Objetivo 1 —
Responda a estas perguntas sobre o texto sobre a chuva:
(a) De que cor eram as nuvens da tarde?
(b) À noite, o que a chuva encobriu?
(c) No último parágrafo, onde se refletiam os primeiros traços de sol?
Objetivo 2 —
Reproduza, do texto sobre a chuva, o trecho que começa em "Depois dela veio" e termina em "brincavam. Enquanto ela...", sem alterar nada.

::: Texto da página

Depois dela veio a chuva. Um dia inteiro de céu fechado, tarde escura e tristes nuvens cor de chumbo. Molhavam a cidade naquele dia quente deixando o clima abafado e úmido. Angustiante. Aquele cheiro de terra molhada pairava no ar. O som era o das gotas pesadas chegando ao chão e à janela de casa junto com as vozes das crianças que brincavam. Enquanto ela...

Chegou a noite, mas a chuva não foi. Encobriu a Lua e dela não se viu nem um raio de luz. E já era quase lua cheia. As nuvens, agora púrpuras, formavam um espesso cobertor através do qual nada se via, nem Lua, nem estrela, nem esperança. E ela durava.

Chegou a manhã, ainda com algumas nuvens persistentes derramando delicadas gotículas que já não caiam com a força do dia anterior, mas com a leveza característica das últimas gotas de um temporal. O som era de nada. Um som de nada gostoso que só se ouve em dias como esse.

Foram surgindo os primeiros traços de sol. Refletindo nas ruas molhadas. Aquele cheiro de depois da chuva inconfundível que nos dá a certeza de que passou. Os sons da cidade voltando, expulsando, ou abafando, aquele som de nada tão bom. Chegou finalmente o dia. E ela passou.

::::::
::: Entradas fornecidas

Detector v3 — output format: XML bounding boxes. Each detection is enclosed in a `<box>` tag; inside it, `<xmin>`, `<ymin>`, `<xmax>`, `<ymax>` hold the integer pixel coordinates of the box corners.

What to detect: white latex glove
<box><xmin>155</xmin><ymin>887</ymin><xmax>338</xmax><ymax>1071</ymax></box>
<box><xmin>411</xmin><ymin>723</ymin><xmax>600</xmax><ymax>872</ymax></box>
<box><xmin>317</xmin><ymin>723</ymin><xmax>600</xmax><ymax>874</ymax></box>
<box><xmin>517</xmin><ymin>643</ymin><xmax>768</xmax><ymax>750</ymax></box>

::::::

Resultado da tarefa 1 —
(a) Cor de chumbo.
(b) A Lua.
(c) Nas ruas molhadas.

Resultado da tarefa 2 —
Depois dela veio a chuva. Um dia inteiro de céu fechado, tarde escura e tristes nuvens cor de chumbo. Molhavam a cidade naquele dia quente deixando o clima abafado e úmido. Angustiante. Aquele cheiro de terra molhada pairava no ar. O som era o das gotas pesadas chegando ao chão e à janela de casa junto com as vozes das crianças que brincavam. Enquanto ela...